(Pointing dataset excerpts)

┄┄┄┄┄┄┄┄┄┄┄┄┄┄┄┄┄┄┄┄

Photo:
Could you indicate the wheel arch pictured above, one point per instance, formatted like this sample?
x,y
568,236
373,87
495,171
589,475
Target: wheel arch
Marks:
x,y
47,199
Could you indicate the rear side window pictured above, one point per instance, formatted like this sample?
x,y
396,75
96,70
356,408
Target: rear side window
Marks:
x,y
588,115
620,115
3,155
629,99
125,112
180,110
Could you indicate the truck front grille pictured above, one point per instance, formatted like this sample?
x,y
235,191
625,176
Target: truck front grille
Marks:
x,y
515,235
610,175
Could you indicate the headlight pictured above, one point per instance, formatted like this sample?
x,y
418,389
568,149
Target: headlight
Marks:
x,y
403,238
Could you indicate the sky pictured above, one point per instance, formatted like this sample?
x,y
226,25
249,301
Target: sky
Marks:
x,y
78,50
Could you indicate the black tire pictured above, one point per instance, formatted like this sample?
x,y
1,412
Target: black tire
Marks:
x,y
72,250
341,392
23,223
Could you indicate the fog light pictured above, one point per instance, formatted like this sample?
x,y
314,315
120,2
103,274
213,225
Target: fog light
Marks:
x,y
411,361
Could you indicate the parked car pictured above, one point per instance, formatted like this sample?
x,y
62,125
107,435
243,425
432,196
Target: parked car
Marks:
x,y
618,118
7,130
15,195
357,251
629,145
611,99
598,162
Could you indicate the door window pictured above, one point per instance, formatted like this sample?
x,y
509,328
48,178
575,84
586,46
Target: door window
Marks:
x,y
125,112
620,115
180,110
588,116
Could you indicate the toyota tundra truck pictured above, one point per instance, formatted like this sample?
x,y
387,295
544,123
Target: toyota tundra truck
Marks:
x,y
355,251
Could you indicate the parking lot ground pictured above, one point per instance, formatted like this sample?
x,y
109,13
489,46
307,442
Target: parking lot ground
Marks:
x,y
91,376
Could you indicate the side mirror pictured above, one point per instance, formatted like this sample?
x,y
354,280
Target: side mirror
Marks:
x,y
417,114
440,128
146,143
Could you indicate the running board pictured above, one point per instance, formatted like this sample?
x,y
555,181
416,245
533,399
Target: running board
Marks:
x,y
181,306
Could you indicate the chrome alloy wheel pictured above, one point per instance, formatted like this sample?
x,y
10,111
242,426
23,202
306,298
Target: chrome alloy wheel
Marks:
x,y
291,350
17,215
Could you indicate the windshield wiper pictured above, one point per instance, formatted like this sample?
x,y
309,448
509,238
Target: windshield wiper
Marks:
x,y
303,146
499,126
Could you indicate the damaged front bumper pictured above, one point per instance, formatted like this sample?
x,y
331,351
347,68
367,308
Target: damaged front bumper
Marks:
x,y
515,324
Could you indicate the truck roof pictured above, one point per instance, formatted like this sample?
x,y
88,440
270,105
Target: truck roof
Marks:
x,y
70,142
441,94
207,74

┄┄┄┄┄┄┄┄┄┄┄┄┄┄┄┄┄┄┄┄

Extract the listing in its entirety, matching it exactly.

__Response to the task__:
Photo:
Could you indicate the wheel arch pictured above, one point per instance, formatted like this sample?
x,y
568,236
373,87
495,171
589,475
Target: wheel arch
Marks:
x,y
47,199
Could you indicate the rear side window pictured above, one point per instance, formatted like this sample?
x,y
396,75
96,70
356,408
Target: rear side window
Marks:
x,y
588,115
620,115
3,155
629,99
125,112
180,110
Could you indicate the truck front grille pictured above, one point per instance, formatted like this sample?
x,y
235,191
625,176
Target: truck front grille
Marks:
x,y
515,235
610,175
Could you indicate the headlight pictured above, one point per instance, formatted like this sample?
x,y
418,389
568,149
Target: headlight
Marks:
x,y
403,238
Could you indicate the sky pictured above, one point per instance, formatted like this sample?
x,y
226,25
249,301
Target: sky
Marks:
x,y
78,50
Could you indicate the black tire pictured above, one point per instance, formatted like this sample?
x,y
1,412
Target: black tire
Marks:
x,y
72,250
341,392
23,223
Could you indicate the fog light pictured above, one point per instance, formatted like this sample?
x,y
314,315
120,2
103,274
213,225
Target: fog light
Marks:
x,y
411,361
Could you indicate the parked car pictured above, one point per instance, formatted like this sample?
x,y
62,125
107,435
243,425
432,196
Target: parked car
Marks:
x,y
618,118
7,130
15,195
357,251
629,145
611,99
598,162
Could you indicate the door window pictured above, one point per instance, formatted like this sample?
x,y
509,328
48,178
575,84
586,46
Target: door window
Marks:
x,y
125,112
620,115
180,110
588,116
Could you indicate the toyota tundra truck pictured above, one point per instance, formatted like this sample?
x,y
387,295
544,123
Target: toyota tundra truck
Marks:
x,y
355,251
Could you indicate the parking lot ground pictured above, one point per instance, formatted like this sample?
x,y
109,13
489,46
307,442
Target: parking lot ground
Marks:
x,y
91,376
Could you indicate the side mirror pictured above, one point per instance, formatted like this sample?
x,y
354,280
Target: side mirror
Marks:
x,y
417,114
440,128
146,143
Could you indicate the running board pictured above, one point per instance, formatted like this sample?
x,y
555,181
416,245
533,399
Target: running board
Marks:
x,y
181,306
Could you indicate the chrome alloy wheel pictured above, one point per instance, formatted like this sample?
x,y
10,111
242,426
23,202
306,298
Target: chrome alloy wheel
Marks:
x,y
291,350
17,215
Could you indicate the windshield wiper pictured above, one point per instance, formatted like this sample?
x,y
309,448
509,238
Target: windshield wiper
Marks:
x,y
303,146
499,126
Could you indicate the damaged front bumper pictured above, one point per instance, formatted like this sample?
x,y
331,351
347,68
367,308
Target: damaged front bumper
Marks:
x,y
515,324
Could you indicate the truck roof pictured above, one point per instance, formatted like this sample?
x,y
88,440
270,105
Target: truck roof
Marks:
x,y
70,142
441,94
207,74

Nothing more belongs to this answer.